The summer before I entered fifth grade, my mother penned a handwritten note giving her permission for me to check-out adult books from the library. The public library was a recent addition to our small town and constructed inside the new middle school consolidating the county’s disbanded junior highs. Mom wasn’t sure what protocols these unfamiliar teachers might follow but wasn’t about to let rules keep her son from all those laminated Stephen King hardcovers. The letter eventually caused trouble when I got caught reading The Gunslinger in class instead of the assigned Gary Paulsen or whatever. I couldn’t be blamed for this. Who could care about kids’ books while Roland tracked The Man in Black across the desert? I was eager to bypass what felt like steppingstone adolescent genres.
Horror was my first love, but an obsession with crime fiction set in after I found tattered copies of Lawrence Block’s A Dance at the Slaughterhouse and When the Sacred Ginmill Closes at a used bookstore on vacation. I tore through both on the beach without even noticing my coming sunburn. There were traces of horror snaking through those novels: the snuff film in Slaughterhouse and the specter of Scudder’s alcoholism that threatens his hard-won sobriety in Ginmill, but a separation, however artificial and weak, remained between the genres.

Records from a collection
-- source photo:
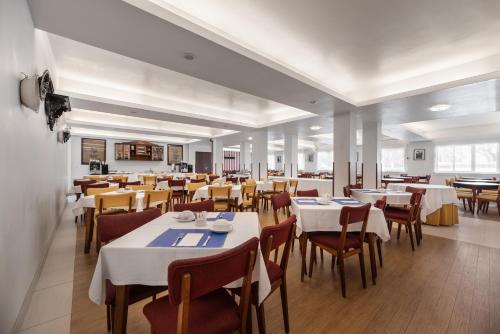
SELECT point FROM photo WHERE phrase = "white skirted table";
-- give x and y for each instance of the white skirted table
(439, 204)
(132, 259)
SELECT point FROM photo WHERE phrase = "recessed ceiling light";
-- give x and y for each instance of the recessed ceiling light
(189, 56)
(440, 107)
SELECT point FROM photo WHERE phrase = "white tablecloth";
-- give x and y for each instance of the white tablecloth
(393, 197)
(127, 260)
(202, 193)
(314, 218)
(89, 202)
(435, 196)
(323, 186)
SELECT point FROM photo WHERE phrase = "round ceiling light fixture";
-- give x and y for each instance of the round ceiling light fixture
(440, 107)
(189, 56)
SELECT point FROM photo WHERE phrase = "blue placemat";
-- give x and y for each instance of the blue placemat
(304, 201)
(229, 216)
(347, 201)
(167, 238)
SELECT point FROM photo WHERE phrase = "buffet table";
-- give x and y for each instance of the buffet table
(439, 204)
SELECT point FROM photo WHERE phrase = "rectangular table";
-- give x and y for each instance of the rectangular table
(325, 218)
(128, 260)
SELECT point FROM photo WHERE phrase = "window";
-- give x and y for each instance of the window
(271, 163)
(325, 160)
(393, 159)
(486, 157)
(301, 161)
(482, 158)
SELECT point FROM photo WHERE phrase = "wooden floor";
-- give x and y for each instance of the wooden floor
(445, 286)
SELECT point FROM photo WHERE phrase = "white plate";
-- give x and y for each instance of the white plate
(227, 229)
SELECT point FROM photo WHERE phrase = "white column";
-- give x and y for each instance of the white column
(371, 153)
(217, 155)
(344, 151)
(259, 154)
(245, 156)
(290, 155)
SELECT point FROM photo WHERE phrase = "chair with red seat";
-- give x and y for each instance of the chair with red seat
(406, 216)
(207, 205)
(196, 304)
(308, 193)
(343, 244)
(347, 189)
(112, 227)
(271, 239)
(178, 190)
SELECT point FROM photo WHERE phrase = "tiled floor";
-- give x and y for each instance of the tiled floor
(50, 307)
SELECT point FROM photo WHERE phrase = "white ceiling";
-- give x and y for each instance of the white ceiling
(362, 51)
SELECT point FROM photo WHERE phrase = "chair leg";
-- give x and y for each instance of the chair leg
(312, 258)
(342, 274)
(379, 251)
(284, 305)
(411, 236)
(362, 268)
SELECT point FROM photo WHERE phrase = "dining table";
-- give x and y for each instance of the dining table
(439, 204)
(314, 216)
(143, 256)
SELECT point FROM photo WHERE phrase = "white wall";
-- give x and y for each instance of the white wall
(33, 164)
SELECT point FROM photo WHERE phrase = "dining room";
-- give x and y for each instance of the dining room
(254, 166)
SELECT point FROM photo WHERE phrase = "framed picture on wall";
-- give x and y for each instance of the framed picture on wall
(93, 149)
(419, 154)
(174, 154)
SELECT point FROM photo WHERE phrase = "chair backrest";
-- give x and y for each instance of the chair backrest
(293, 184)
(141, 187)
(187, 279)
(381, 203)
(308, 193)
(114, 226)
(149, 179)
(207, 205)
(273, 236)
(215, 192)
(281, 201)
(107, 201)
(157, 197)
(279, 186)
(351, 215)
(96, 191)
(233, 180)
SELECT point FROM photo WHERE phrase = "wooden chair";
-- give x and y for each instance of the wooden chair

...

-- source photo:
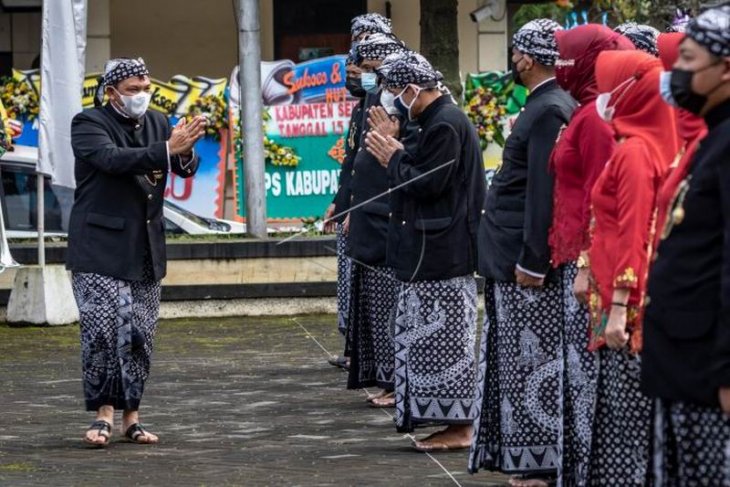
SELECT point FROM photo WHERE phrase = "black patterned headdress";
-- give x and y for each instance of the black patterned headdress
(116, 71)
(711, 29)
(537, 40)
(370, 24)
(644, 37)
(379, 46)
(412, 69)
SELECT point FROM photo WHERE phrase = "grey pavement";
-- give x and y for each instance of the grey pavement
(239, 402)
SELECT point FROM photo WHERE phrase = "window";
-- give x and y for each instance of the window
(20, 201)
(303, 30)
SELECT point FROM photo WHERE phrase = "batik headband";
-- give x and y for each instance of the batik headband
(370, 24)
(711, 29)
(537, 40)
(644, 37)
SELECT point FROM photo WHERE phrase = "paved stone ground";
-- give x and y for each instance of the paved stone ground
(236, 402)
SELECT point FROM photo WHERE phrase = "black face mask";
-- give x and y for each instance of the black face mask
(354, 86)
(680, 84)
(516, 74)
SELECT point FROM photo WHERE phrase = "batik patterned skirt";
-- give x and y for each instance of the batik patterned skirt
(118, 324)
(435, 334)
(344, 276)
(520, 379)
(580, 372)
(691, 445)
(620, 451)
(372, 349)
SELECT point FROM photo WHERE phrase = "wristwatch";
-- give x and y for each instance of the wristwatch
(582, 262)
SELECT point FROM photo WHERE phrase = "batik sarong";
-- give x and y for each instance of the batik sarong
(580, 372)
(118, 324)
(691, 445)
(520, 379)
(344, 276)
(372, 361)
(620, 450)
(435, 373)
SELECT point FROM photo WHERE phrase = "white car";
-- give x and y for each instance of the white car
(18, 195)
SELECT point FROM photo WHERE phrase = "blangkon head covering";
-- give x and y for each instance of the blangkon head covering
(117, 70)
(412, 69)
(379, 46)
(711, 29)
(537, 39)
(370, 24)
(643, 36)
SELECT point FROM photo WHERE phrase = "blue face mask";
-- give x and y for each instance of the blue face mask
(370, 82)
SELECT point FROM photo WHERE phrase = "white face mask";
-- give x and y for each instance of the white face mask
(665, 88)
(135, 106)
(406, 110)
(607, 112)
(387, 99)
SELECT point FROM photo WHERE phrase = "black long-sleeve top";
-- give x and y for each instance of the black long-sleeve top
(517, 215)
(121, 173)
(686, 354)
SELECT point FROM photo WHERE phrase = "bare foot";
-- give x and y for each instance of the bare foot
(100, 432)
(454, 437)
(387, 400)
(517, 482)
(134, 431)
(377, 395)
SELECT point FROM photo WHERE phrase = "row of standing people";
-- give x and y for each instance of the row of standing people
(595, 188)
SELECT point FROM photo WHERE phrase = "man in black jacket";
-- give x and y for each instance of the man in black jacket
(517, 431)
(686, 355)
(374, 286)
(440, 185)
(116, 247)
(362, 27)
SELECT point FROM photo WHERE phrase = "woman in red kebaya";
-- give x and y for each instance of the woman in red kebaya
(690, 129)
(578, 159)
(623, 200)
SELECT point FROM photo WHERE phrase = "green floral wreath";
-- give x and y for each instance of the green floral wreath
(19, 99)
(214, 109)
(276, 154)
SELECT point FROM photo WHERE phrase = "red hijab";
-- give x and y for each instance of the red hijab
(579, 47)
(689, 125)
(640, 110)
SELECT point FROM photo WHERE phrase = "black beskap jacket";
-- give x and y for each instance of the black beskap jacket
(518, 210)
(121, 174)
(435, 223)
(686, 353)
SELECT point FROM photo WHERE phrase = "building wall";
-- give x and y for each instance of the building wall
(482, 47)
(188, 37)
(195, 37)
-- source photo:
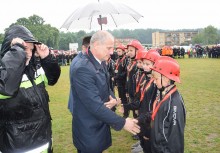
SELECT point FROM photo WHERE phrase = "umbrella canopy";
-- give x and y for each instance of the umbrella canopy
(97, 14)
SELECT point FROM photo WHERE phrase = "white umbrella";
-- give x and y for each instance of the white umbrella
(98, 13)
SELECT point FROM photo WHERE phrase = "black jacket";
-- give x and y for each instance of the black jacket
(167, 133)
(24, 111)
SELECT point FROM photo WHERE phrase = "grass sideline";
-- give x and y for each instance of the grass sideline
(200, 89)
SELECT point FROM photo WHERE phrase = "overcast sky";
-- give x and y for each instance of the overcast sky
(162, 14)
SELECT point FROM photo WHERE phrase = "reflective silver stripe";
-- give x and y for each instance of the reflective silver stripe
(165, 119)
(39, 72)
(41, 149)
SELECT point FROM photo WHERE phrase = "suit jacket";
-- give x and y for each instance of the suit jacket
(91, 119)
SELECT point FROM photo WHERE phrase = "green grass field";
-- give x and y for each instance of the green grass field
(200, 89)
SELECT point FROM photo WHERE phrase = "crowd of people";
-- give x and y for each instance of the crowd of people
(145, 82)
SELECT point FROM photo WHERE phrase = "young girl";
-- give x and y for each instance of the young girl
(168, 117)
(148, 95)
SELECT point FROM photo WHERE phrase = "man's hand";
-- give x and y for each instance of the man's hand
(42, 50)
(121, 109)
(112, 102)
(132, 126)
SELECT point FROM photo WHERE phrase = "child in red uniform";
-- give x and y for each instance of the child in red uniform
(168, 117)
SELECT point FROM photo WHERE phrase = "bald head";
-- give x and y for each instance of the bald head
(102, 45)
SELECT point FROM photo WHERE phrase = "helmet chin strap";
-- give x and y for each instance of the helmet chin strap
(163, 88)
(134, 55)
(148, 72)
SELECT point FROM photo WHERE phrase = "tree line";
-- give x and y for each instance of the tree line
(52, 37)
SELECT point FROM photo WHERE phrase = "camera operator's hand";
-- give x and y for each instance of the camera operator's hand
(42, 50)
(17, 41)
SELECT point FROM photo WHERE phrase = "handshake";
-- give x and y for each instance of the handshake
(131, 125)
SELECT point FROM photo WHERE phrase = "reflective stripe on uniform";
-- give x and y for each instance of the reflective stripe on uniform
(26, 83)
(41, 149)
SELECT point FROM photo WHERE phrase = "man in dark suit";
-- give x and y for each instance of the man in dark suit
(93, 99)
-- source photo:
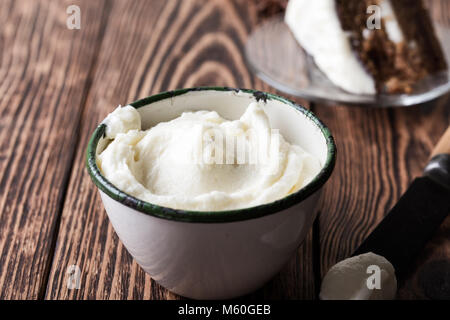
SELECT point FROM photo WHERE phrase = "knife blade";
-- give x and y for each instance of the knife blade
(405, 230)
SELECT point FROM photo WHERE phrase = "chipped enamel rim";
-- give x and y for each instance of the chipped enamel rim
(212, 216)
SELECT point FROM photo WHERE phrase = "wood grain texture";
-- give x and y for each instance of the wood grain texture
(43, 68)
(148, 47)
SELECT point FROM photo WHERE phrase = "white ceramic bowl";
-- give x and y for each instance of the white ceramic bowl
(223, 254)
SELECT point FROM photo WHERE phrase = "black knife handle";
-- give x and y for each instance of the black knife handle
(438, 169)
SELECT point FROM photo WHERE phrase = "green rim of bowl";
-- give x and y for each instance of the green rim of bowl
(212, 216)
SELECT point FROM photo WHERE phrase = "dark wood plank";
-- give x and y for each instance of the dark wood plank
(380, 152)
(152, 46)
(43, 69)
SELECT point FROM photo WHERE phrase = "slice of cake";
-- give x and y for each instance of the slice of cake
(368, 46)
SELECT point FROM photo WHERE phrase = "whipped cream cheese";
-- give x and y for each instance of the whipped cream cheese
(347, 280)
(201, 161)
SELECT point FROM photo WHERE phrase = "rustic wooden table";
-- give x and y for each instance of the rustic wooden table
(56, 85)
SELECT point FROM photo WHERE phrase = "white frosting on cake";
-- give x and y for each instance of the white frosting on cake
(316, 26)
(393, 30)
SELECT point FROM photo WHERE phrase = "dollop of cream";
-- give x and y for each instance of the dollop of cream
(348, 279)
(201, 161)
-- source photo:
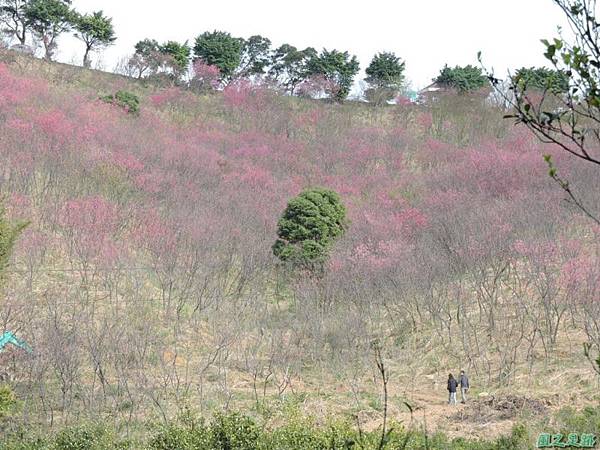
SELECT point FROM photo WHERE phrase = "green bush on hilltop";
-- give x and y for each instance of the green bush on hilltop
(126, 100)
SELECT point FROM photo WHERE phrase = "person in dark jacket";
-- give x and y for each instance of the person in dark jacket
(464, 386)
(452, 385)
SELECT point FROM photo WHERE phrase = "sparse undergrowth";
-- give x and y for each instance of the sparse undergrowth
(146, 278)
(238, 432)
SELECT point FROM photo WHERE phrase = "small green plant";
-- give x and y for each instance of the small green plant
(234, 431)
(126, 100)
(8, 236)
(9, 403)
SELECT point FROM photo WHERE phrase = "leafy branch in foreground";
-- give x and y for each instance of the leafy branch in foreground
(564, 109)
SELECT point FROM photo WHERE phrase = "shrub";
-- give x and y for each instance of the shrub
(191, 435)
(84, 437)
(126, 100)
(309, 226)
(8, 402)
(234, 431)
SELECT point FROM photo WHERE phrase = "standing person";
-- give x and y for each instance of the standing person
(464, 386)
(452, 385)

Problem set:
a - Decide whether each statement agrees with the reading memoir above, answering yes or no and quoting the words that decide it: (i) The public library was built inside the new middle school. (ii) The narrator found the Lawrence Block novels at the public library. (iii) Crime fiction was the narrator's first love.
b - Please recast the paragraph of the reading memoir beginning "Horror was my first love" as a short list that keeps its main facts.
c - Carry on the reading memoir from its final sentence.

Activity answers:
a -
(i) Yes: "constructed inside the new middle school"
(ii) No: "at a used bookstore on vacation"
(iii) No: "Horror was my first love"

b -
- Horror was the narrator's first love.
- An obsession with crime fiction began after the narrator found tattered copies of Lawrence Block's A Dance at the Slaughterhouse and When the Sacred Ginmill Closes at a used bookstore on vacation.
- The narrator read both on the beach without noticing a coming sunburn.
- The novels held traces of horror: the snuff film in Slaughterhouse and the specter of Scudder's alcoholism threatening his hard-won sobriety in Ginmill.
- A separation between the genres still remained, however artificial and weak.

c -
As a reader, I never thought much about genre and considered it nothing more than the placeholder bookstores needed when shelfing products. As I started to publish, I found the divide more concrete. Publishers preferred fiction neatly defined into a single category, but I couldn’t shake the desire to take those fearful moments found in the best crime fiction and blend it with supernatural horror. This seemed to be present in other media, particularly the comics that filled my college years like Alan Moore’s Swamp Thing runand his working-class mage John Constantine who really grabbed my attention. The original Hellblazer titles were a revelation. Here was a gritty, compromised character who’d be at home in the darkest Noir, but who moved through a world of magic and religious dread. Constantine might encounter gangsters reminiscent of Get Carter era Michael Caine or a succubus in the same issue without breaking the narrative spell. I wanted that freedom in my stories.
Growing up in Appalachia removes some of the abstractions from our metaphors. My coal miner grandfather used to tell ghost stories without a hint of farce. At six, his blind monster Raw Eyes crawling from the depths of an abandoned mine to devour stray cats seemed completely plausible. My second novel, The Poison Flood involves a chemical spill with contaminants producing horrific sores and a death that might not be too far from the disease in Poe’s “The Masquerade of Red Death.” The novel also features a band who perform in ghoul make-up like the punk kid progenies of Alice Cooper and The Misfits. Still, these remained distant reflections on the horror works by writers like Richard Matheson, Clive Barker, Jack Ketchum or William Martin, who previously published under the name Poppy Z. Brite. I still wanted it both ways. I wasn’t satisfied with the haunted men and women in my hardboiled stories. I desired their ghosts.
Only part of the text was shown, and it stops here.